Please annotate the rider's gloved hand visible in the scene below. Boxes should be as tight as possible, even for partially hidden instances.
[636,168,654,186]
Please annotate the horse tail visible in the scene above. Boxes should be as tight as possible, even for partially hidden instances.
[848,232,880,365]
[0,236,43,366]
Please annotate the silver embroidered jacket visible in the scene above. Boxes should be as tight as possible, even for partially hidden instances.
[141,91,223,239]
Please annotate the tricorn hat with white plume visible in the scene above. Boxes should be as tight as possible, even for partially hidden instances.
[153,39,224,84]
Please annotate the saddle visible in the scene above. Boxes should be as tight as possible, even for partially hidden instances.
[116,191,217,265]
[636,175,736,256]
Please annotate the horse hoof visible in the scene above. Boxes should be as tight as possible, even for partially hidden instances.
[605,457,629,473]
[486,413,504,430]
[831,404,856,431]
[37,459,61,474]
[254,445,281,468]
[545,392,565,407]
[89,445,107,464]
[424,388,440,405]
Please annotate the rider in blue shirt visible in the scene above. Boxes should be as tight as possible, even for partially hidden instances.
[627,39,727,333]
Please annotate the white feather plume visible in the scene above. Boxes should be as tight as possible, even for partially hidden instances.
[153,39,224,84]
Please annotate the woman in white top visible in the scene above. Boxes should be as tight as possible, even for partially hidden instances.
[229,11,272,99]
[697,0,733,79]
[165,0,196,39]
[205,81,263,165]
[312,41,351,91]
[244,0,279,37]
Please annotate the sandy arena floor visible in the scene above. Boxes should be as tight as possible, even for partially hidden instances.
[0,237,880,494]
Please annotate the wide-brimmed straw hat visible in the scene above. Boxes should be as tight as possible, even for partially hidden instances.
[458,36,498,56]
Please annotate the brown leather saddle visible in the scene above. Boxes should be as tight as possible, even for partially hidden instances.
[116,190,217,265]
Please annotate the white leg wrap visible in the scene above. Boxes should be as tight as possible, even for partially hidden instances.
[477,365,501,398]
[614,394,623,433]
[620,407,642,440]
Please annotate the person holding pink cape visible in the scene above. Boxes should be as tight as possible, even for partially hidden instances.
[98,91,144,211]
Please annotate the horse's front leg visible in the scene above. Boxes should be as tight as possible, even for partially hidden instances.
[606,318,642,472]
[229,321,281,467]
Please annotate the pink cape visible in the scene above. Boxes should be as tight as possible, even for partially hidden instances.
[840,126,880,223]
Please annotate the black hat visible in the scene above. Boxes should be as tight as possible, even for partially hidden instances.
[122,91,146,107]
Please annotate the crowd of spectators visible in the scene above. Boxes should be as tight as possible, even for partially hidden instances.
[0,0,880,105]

-=-=-

Report every line of the data above that contains the word "cape", copying each one in full.

Please annotate the person holding pink cape visible in the scene above. Boxes should be as tight as possible, even for partially hidden instances.
Please annotate the pink cape visible in the scene above. Boxes should be as tight as possible, even for partially hidden instances.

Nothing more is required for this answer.